Exercise:
Reproduce exactly the span of lines that opens with the line containing "Question. For every instance of the chevrolet" and closes with the last line of the entries below.

Records:
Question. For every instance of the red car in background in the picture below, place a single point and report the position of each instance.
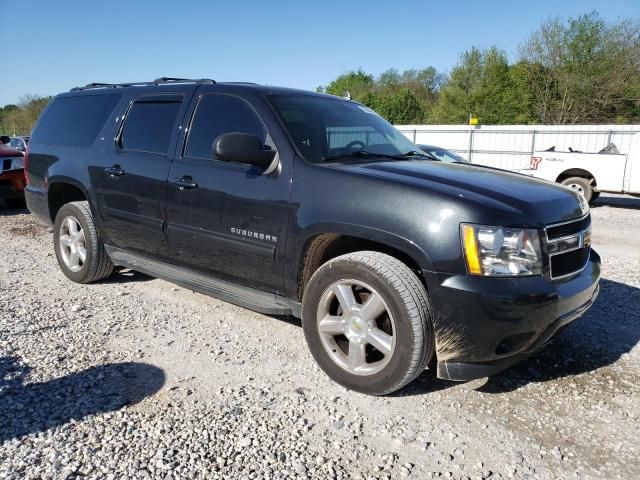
(12, 179)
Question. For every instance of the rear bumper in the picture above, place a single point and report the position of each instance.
(487, 324)
(12, 184)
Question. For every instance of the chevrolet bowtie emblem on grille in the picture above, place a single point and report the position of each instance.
(243, 232)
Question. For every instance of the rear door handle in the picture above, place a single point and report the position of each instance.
(184, 183)
(114, 171)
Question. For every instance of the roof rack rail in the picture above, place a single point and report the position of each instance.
(157, 81)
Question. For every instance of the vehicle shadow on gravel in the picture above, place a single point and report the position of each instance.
(7, 211)
(36, 407)
(124, 275)
(610, 329)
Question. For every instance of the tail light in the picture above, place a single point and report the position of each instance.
(534, 162)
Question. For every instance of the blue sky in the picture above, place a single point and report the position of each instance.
(51, 46)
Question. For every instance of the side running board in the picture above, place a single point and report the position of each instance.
(251, 298)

Result of this task:
Question. For every instance of the chevrolet bowtie emblem on grille in the picture above, place a single point and report the position of each instance.
(243, 232)
Question. For every instance of the rear door handle in the picture above, place a single point and report the position of each instance.
(184, 183)
(114, 171)
Question. For every instance of the roof rack rail in the picture above, place a single point and report the position of each instance.
(157, 81)
Question. For every instance of the vehicle shadow on gravel in the picture above, place a single point and report the position of each instance.
(7, 211)
(36, 407)
(124, 275)
(610, 329)
Question. For every instance of the tail light in the picture above, place a single point and report the position of each instance.
(534, 162)
Question. For every instance of the blue sky in the picture above, place a single point and report the position of each instance.
(51, 46)
Question. For every instance of the side running board in the picture above, place a single point and report the position of each instance.
(251, 298)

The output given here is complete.